--- Start of DATASET ---

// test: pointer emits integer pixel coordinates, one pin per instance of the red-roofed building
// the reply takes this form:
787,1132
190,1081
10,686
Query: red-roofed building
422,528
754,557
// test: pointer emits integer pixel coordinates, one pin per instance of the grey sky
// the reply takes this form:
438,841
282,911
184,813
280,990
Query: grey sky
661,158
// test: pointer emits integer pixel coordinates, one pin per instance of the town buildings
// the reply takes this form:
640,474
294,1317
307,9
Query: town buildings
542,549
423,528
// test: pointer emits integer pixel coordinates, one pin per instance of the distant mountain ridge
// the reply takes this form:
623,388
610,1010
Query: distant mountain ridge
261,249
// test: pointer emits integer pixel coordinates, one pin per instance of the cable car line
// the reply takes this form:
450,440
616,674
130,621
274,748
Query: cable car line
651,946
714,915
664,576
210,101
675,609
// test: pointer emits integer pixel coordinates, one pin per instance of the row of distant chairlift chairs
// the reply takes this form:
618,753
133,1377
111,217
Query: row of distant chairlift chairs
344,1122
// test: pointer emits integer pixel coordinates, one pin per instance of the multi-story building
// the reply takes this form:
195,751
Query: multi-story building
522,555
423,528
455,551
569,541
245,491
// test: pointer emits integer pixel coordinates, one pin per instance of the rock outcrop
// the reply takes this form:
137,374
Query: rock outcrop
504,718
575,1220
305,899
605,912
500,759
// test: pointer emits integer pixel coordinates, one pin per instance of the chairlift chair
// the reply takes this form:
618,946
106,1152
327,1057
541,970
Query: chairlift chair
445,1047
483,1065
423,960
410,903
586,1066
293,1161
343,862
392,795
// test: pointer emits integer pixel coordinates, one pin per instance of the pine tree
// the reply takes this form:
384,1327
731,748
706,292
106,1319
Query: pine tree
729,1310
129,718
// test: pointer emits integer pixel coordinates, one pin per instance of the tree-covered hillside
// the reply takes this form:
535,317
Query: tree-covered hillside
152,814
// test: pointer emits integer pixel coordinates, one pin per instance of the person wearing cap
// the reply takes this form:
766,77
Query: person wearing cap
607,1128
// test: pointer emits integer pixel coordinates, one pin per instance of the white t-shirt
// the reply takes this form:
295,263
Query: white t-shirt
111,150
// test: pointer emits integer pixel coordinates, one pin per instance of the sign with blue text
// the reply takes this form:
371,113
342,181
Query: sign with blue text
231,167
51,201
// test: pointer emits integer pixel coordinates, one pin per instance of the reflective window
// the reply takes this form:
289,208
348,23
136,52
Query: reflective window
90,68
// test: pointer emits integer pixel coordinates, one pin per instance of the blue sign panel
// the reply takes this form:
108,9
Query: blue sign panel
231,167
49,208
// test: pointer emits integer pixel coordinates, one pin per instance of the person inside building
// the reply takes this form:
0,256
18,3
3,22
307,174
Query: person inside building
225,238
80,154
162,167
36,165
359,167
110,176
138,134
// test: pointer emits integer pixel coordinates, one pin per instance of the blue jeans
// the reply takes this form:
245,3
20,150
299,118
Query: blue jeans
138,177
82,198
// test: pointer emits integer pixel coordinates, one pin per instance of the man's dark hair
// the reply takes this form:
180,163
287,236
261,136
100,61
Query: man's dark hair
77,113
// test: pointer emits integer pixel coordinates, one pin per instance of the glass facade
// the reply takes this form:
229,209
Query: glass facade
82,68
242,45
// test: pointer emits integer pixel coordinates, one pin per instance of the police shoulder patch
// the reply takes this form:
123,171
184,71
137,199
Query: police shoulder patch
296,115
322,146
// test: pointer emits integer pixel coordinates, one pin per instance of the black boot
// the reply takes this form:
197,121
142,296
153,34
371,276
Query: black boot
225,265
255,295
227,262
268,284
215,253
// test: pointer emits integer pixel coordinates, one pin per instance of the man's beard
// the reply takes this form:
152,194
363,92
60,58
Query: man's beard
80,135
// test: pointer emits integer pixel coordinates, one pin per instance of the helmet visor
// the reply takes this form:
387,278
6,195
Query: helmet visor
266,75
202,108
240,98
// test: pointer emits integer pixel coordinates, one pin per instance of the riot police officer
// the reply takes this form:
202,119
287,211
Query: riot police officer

--- End of DATASET ---

* AIM OF THE EXERCISE
Please revise the listing above so that each "pixel coordinates" becomes "screen coordinates", with everything else left unchanged.

* SOLUTION BELOW
// test: pointer emits integer screen coordinates, one pin per instance of the red-roofed building
// the reply takes this form:
787,1132
190,1081
10,686
Query: red-roofed building
422,528
754,557
// test: pointer emits integer screen coordinates, one pin per instance of the grey sky
// the reply takes this form:
438,841
282,911
184,813
280,990
Query: grey sky
661,158
// test: pointer emits integer screen coordinates, one pin per instance of the town buildings
// the reply takes this form:
640,474
294,1317
307,9
Query: town buildings
542,549
423,528
// test: pointer emits integer screen coordinates, one pin per instance of the distant mountain ridge
// the reply takes this form:
623,388
610,1010
Query: distant mountain ridge
261,249
// test: pointer emits integer screen coordinates, one pin per instance of the cable car line
// the reply takes this form:
450,440
616,674
130,621
274,748
Query: cable car line
651,946
714,915
664,576
210,101
675,609
// test: pointer emits integer screen coordinates, one pin per instance of the row of distant chairlift chairs
// the reply takes this form:
618,753
133,1377
111,217
Query: row of distant chairlift chairs
344,1122
// test: pointer emits integer screen coordinates, one pin per instance of the multi-story building
// the reply takes this form:
195,751
Query: multi-story building
522,555
423,528
455,551
569,541
245,491
// test: pointer emits integer screen coordinates, one pin per instance of the rock outcrop
// the reply takes this form:
137,374
Query: rock outcrop
504,718
575,1220
305,899
605,912
500,759
// test: pointer emits integer screen coordinates, one pin per instance of the chairlift chair
// the reply takes this form:
618,946
106,1152
327,1057
541,970
Query: chairlift chair
445,1047
483,1065
423,960
410,903
586,1066
293,1161
343,862
392,795
// test: pointer emits integer screen coordinates, one pin per instance of the pine tree
// the reply takes this form:
384,1327
731,748
706,292
106,1319
Query: pine tree
729,1310
129,718
// test: pointer emits integer screen coordinates, one pin per instance of the tree-covered hillside
// the reply takes this form:
535,317
Query: tree-covered hillside
152,814
// test: pointer emits integer screen coordinates, one pin per instance of the person wearing cap
// the reply takes this form:
766,77
Query: person wearing cap
607,1128
// test: pointer emits integer screen coordinates, one pin per instance of the white t-shirt
// the reply takes this form:
295,263
Query: white t-shirt
111,150
// test: pointer emits integer screen coordinates, one pin per instance of the sign with blue text
// the reply takes this form:
371,113
342,181
Query: sign with blue text
231,167
51,201
// test: pointer emits integer screen coordinates, one pin per instance of the reflective window
// the reply takes this form:
289,208
348,23
136,52
Query: reflective window
90,68
// test: pointer emits integer screen coordinates, one pin per instance of the blue sign panel
// the reply takes this form:
108,9
Query: blue sign panel
231,167
49,208
// test: pointer emits integer screen coordinates, one pin per instance of the person inside building
// the reply takes this form:
0,256
18,3
3,22
307,174
Query: person inside building
225,238
80,154
162,167
36,165
359,167
110,176
138,134
// test: pointer emits integer screen coordinates, one pin per instance of the blue jeans
// the reply takes this form:
245,3
20,150
299,118
Query: blue jeans
138,177
82,198
// test: pointer emits integer screen coordinates, one pin per instance of the man's dark hair
// the reply takes this form:
180,163
287,236
261,136
100,61
Query: man's dark hair
77,113
// test: pointer emits integer screen coordinates, one pin per instance of the glass facade
// the reply takes this form:
229,209
Query: glass facade
82,68
242,45
// test: pointer emits integer screen coordinates, one pin per instance of the police shoulder patch
// the reply takes this form:
123,171
184,71
137,199
Query: police shoulder patch
296,115
322,146
// test: pointer emits integer screen coordinates, one pin per instance of the black boot
// the reply takes this form:
197,121
142,296
153,34
371,276
Query: black boot
225,265
255,295
227,262
268,284
215,253
// test: pointer emits integer screen coordinates, one pin per instance of the man's beard
// the reply takes this form:
152,194
363,92
60,58
Query: man's beard
80,135
// test: pointer emits integer screen coordinates, one pin per instance of the helmet visor
// the reply takes this form:
387,278
6,195
Query: helmet visor
266,75
202,108
240,98
// test: pointer emits integer screen coordinates, one pin per instance of the riot police officer
// the reply takes this form:
202,119
287,211
Query: riot police officer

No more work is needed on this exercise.